__Text extract__.
— Begin —

Today in Motorcycle History

Revere Motorcycles

The Revere was produced by W. H. Whitehouse and Co of Friars Road, Coventry, in 1915 and from 1919 to 1922. Whitehouse was previously a works manager at the Premier Cycle Company. The motorcycles are believed to have been manufactured by Sparkbrook in Coventry and rebadged.

  • 1915 The company chose the then new 269cc Villiers two-stroke engine for their machine which had a two-speed countershaft gearbox and chain-cum-belt transmission. Wartime meant that the venture was short-lived, and so it was put aside for a time.

    1919 Towards the end of the year, the Revere name appeared once more on a very similar machine with Druid forks, Albion geabox and stirrup front brakes.

    1920 A two-speed Sparkbrook gearbox was also being specified, and a version with single-speed direct-belt drive was listed for the first time.

    1921 A change to a two-speed Sturmey-Archer gearbox was the only change that year.

    1922 They changed back to the Sparkbrook gearbox. The single-speed model had been available throughout. It was their final year.

The Revere Showcard. A good step in the publicity campaign pursued by the makers of the Revere two-stroke machine is the publication of a well-designed showcard which will appeal to agents. The Revere is made by W. H. Whitehouse and Co., Ltd., of Coventry, in two models, i.e., with or without a two-speed gear.

The Motor Cycle, October 14th 1915.

— End —

__Stored records__.

— Begin —

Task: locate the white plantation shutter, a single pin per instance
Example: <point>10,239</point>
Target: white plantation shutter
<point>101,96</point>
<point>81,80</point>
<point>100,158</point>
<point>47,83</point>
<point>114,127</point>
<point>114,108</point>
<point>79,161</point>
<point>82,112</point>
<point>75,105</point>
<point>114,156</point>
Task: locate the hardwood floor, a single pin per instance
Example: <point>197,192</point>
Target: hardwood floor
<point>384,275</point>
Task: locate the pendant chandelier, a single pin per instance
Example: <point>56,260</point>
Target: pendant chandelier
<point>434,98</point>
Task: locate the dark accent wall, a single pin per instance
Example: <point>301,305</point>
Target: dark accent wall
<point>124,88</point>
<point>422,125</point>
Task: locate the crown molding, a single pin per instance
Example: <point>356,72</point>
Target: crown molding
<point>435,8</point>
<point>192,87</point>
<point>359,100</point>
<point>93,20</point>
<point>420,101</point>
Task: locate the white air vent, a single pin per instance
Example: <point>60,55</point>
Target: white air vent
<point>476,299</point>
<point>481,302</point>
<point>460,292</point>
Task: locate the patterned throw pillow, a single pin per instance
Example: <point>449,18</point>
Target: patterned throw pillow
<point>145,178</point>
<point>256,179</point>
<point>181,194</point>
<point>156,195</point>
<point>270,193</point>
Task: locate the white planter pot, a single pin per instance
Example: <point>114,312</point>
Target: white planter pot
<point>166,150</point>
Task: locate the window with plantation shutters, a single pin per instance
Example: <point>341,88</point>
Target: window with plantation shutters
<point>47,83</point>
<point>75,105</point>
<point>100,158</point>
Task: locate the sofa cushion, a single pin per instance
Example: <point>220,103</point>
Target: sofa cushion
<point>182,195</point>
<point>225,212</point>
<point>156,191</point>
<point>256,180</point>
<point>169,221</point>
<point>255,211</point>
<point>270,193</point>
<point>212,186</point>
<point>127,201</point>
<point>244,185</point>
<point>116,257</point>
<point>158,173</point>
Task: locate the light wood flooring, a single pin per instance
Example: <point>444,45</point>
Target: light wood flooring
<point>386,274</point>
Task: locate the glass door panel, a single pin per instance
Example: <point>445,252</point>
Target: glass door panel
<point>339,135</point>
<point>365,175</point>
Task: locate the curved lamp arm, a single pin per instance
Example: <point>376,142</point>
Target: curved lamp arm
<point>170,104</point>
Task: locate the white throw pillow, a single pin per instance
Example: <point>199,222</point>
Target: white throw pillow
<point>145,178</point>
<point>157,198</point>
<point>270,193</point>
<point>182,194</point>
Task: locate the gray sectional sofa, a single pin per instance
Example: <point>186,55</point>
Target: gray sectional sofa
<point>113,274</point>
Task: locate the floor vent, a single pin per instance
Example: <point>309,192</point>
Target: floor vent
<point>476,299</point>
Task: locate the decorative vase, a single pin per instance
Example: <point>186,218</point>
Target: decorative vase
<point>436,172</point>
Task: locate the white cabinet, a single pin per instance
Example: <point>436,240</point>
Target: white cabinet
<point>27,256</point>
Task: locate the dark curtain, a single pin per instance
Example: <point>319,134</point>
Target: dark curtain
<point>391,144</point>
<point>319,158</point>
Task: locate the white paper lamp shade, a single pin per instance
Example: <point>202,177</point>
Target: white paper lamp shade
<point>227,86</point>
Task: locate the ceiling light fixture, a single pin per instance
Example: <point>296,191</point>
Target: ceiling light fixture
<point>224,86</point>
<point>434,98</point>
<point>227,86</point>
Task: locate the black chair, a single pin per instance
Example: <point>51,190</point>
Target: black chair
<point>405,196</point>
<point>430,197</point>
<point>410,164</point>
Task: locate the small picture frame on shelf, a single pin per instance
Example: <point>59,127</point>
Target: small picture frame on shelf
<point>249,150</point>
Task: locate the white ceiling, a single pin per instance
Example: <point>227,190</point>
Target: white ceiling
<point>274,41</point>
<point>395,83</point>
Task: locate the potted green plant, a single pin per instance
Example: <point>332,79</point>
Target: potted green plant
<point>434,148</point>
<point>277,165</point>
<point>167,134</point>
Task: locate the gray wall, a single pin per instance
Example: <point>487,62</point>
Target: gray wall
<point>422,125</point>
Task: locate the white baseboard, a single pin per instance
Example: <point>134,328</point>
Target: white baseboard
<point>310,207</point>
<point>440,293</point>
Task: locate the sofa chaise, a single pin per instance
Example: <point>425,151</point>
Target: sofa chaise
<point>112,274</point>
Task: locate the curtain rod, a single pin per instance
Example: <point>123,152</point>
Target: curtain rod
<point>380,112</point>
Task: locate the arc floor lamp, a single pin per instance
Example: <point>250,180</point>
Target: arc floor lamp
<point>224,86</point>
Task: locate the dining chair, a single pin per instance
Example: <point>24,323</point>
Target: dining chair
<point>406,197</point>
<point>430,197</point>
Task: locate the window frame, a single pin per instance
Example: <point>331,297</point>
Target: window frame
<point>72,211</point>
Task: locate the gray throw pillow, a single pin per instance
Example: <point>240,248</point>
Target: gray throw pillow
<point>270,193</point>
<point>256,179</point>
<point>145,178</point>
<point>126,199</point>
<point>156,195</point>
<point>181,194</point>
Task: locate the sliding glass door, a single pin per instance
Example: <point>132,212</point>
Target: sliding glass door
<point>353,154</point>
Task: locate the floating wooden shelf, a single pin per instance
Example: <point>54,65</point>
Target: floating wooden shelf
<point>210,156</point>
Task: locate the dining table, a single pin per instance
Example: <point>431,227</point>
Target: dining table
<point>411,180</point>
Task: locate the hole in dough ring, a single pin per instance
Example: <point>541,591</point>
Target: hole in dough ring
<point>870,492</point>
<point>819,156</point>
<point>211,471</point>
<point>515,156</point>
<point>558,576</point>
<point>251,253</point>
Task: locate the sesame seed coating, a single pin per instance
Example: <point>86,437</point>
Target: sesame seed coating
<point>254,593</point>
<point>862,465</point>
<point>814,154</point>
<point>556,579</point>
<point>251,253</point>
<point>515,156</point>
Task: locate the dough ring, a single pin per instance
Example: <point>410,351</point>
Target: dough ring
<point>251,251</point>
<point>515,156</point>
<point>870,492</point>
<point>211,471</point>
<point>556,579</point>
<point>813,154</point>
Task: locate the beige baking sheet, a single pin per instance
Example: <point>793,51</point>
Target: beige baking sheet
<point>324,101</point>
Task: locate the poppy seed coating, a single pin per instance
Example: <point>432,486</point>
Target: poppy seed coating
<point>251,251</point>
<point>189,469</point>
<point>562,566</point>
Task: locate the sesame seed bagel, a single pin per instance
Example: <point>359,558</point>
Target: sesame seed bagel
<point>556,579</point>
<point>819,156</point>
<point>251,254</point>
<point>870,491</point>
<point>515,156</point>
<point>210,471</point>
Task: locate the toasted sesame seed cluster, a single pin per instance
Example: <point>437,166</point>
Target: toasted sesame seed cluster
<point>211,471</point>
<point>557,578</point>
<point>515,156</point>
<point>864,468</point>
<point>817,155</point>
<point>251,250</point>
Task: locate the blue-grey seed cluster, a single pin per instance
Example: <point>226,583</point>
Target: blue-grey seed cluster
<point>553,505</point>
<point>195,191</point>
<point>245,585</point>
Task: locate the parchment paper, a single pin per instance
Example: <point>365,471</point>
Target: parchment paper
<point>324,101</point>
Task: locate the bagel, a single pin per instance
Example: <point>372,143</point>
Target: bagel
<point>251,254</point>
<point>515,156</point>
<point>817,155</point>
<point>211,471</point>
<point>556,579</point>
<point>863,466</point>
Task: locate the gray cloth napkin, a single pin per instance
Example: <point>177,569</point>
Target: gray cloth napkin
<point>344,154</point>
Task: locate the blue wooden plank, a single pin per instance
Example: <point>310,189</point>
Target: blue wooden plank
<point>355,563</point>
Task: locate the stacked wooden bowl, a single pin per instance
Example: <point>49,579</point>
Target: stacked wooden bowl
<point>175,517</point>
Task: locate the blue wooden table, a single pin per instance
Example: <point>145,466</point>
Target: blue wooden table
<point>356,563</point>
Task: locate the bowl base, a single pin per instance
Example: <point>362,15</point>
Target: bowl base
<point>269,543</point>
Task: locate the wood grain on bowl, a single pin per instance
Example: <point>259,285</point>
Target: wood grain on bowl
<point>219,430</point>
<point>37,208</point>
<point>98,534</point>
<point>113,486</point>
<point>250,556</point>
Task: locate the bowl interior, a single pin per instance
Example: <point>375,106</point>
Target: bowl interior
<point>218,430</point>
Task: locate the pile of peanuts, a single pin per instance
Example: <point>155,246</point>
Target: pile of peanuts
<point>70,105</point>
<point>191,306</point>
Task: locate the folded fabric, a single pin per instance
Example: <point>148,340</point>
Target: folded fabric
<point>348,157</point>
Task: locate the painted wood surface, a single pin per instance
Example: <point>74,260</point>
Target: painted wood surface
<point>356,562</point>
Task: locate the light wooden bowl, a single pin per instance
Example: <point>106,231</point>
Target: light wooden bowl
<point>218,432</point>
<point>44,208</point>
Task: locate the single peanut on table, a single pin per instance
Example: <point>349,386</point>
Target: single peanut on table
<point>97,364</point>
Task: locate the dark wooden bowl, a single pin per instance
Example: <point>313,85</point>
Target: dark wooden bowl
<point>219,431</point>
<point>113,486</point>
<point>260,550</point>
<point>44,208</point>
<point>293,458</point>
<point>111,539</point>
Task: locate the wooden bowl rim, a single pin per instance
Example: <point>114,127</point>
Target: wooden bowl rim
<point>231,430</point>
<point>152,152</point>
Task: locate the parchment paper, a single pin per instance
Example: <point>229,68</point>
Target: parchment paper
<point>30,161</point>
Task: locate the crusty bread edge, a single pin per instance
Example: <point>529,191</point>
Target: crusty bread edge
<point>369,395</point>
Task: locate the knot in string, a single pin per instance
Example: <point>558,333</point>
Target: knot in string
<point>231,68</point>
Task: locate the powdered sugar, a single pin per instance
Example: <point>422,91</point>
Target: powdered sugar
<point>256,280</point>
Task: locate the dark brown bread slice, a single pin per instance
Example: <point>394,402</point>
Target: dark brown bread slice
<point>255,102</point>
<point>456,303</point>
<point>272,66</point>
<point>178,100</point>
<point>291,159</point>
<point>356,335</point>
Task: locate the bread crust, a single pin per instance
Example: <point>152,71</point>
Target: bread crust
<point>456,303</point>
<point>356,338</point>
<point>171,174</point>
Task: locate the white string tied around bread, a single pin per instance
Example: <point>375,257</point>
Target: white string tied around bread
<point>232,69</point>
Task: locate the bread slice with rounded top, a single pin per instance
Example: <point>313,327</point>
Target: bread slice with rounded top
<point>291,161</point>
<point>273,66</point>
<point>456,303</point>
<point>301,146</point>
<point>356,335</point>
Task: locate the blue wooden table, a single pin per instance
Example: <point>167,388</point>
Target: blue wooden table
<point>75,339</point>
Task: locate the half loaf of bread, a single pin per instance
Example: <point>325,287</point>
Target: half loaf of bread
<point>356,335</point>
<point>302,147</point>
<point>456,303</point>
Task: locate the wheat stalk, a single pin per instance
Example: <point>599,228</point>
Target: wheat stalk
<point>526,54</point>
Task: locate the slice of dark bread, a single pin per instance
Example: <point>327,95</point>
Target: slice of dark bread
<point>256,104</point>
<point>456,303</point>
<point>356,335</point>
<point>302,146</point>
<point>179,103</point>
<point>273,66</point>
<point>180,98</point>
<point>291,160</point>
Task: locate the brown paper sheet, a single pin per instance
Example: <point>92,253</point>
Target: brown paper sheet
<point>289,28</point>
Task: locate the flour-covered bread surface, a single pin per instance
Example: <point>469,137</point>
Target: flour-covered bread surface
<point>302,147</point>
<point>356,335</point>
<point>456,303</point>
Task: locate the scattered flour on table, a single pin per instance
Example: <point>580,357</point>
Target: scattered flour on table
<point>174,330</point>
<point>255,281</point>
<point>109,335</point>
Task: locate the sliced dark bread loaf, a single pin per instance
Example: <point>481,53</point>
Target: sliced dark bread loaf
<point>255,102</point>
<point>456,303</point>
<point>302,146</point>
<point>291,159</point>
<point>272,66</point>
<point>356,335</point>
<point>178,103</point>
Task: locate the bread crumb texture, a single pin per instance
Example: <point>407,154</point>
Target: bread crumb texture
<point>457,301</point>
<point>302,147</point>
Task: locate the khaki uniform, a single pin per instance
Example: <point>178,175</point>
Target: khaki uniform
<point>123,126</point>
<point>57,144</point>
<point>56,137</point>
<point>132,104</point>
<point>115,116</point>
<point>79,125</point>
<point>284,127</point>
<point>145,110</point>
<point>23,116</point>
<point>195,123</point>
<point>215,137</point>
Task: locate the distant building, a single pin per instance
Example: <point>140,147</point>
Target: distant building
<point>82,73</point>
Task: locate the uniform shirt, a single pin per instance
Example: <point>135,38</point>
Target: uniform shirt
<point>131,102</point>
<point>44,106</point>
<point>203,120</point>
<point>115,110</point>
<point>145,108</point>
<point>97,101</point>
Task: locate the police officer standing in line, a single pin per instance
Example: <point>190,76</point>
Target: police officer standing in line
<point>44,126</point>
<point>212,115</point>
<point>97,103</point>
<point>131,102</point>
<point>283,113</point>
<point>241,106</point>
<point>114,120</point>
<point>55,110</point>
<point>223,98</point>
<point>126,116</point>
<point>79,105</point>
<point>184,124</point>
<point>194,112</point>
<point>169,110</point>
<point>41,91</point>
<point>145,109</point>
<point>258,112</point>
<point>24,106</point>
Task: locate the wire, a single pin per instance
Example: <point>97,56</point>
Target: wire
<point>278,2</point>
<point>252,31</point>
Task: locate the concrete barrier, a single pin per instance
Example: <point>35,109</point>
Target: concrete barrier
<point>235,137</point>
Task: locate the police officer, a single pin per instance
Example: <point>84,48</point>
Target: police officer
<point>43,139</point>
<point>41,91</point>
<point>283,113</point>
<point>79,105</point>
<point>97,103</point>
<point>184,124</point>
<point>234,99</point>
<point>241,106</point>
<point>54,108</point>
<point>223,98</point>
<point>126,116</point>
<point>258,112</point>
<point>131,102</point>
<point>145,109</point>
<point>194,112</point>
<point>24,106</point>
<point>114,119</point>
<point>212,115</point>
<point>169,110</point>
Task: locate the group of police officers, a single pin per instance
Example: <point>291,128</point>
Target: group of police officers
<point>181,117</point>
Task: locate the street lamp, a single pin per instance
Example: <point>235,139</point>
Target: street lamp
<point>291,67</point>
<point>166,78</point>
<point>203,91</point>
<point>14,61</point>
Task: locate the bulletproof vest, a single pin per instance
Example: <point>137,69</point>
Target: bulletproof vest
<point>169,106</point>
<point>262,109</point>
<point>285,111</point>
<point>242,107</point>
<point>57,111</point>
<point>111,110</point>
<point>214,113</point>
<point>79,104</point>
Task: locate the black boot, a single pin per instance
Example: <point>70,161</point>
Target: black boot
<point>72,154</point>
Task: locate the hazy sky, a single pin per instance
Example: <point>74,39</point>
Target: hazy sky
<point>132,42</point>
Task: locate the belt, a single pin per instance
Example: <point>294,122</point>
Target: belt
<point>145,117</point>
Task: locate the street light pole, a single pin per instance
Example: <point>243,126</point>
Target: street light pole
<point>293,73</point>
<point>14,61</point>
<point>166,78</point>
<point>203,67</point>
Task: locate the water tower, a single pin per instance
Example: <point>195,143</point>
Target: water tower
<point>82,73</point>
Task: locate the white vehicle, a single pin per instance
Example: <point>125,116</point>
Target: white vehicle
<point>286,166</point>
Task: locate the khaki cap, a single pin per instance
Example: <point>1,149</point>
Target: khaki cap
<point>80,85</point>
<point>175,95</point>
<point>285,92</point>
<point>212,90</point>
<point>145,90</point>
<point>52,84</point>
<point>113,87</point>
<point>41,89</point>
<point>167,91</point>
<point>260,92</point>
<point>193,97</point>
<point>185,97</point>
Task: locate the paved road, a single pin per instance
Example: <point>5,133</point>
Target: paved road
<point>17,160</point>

— End —

__Required work__.
a) In the Revere motorcycle history, why was the 1915 venture put aside for a time? Answer in one to three sentences.
b) Render this sentence from the Revere motorcycle history in German: "A change to a two-speed Sturmey-Archer gearbox was the only change that year."
c) Give a continuation of the Revere motorcycle history, starting after its last line.
The material plays no role in this exercise.

__Responses per task__.
a) The venture was short-lived because of wartime, so the company put it aside for a time.

b) Ein Wechsel zu einem Sturmey-Archer-Zweiganggetriebe war in jenem Jahr die einzige Änderung.

c)
Two models of the Revere two-stroke machine will be marketed next year, a single and a two-speed model. The general design will be as before, though a few details have received attention; among them is the oiling system, carried out from a pump to the inlet pipe.

On referring to the sketch of the new system, it will be seen that a pipe leads from the pump to the crank case, the bolt for the engine hanger being drilled out to receive it. To improve the weatherproofing of the machine it has been decided to introduce black enamelled rims in lieu of the usual plated ones. A point about the single-speed model is that no alteration is required if it IS desired to fit a two-speed gearbox, ample accommodation for which is provided.

The Motor Cycle, October 21st, 1915. Page 394

It is possible that manufacture continued in some form at Berkshire at the home of Walter Henry Whitehouse, who died in the late 1920s.

Sources: Graces Guide,

Sat, 13 Jan 2018
spencerlloyd10 at
WH Whitehouse Revere 1920

Hi,Was just wondering if you have any info on what a 1920 W.H Whitehouse revere is worth? My dad has one and is finding it very difficult to find any info on it's value, it's in excellent condition and any help would be greatly appreciated.
Thank you for your time Regards Spencer.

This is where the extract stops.